Exercise tasks:
**a)** Translate into French the following sentence from the passage on executive priorities: "Companies must now look into how technology can be adapted to keep pace with 2022’s new set of priorities."
**b)** Resume the passage on executive priorities and technology, writing on from its final sentence.

- Executives need to address swiftly the specific challenges related to their own industries and, more specifically, their own companies.
Our data backs this up. The same IMD Executive Opinion Survey in 2021 showed that business leaders were concerned with broad global issues such as the COVID-19 pandemic and environmental sustainability, both of which necessitated public-private coordination. Companies were implementing, and sometimes strengthening, existing governmental regulations.
In contrast, in 2022, executives are focusing more on businesses’ operational issues, placing 2021’s concerns at a much lower priority level. Take the issue of environmental sustainability, for example: it moved from being the second highest concern (60% for the top five most highly ranked economies) in 2021 down to eighth place (14%) in 2022.
- During the pandemic, technologies that have facilitated the virtual connection of people and e-commerce have allowed many markets to work effectively. Companies must now look into how technology can be adapted to keep pace with 2022’s new set of priorities.
Executives must draw upon newly embedded digital technology from the pandemic along with expanding investment in artificial intelligence and machine learning to assist their teams in confronting the current challenges. Technology helps improve transparency within a company which enhances the understanding, for example, of cost spending; an important first step in tackling inflation. At the same time, transparency eases a very complex process as the supply chain becomes more manageable.
Most importantly, technology improves the accuracy of estimating everything from future demand and costs to supply chain challenges. It allows retailers to have an accurate understanding of their inventory and to estimate subsequent orders more accurately, and to better understand future challenges in a supply chain.

Extracted entries:
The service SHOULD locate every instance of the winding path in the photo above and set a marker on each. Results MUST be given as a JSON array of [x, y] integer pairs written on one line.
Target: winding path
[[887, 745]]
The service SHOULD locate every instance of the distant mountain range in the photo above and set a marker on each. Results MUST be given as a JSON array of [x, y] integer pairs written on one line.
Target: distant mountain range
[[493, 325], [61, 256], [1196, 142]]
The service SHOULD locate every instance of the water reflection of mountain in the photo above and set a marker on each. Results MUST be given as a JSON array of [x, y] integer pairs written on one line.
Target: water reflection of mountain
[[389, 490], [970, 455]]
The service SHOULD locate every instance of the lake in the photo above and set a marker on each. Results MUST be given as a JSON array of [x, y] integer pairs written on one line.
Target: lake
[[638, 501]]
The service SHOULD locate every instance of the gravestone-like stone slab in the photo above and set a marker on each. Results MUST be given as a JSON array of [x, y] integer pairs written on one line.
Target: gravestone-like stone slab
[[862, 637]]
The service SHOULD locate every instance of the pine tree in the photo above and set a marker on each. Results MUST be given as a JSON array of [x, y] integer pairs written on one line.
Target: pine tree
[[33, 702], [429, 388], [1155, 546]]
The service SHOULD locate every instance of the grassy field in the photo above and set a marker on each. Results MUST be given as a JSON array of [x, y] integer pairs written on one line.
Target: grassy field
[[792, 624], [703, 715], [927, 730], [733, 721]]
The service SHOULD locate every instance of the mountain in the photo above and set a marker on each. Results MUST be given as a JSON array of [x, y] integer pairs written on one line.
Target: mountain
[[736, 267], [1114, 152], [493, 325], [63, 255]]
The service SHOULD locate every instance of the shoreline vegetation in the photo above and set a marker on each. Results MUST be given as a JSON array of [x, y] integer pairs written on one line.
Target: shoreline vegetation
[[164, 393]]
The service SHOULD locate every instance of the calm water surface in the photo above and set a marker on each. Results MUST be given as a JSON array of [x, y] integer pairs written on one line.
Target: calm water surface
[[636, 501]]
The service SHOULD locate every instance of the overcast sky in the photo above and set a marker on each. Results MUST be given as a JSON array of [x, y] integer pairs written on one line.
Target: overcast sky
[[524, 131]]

Task-by-task results:
**a)** Les entreprises doivent désormais examiner comment la technologie peut être adaptée pour suivre le rythme des nouvelles priorités de 2022.

**b)**
- Tighter fiscal and monetary policies are required in order to manage inflation. At the same time, governments need to navigate a fine line between controlling inflation and avoiding a recession.
The combination of governments performing tax hikes and central banks increasing interest rates will result in reduced demand for goods and services, as well as a decrease in investments which will place downward pressure on prices. At the same time, and as previously mentioned, a decrease in estimated economic growth means a potential recession. And the increase in the price of energy worldwide may lead to higher levels of inflation and a recession. Economies are working hard to avoid this combination.
The major disruptions we have experienced globally since early 2020 have not, in fact, affected the traditional pillars of competitiveness: the rule of law, institutions and the underlying processes for investment in infrastructure and education. Whether these pillars of competitiveness will continue to be the most significant in the face of the triple onslaught of today’s unpredictable health, economic and geopolitical crises will become clearer over the course of time.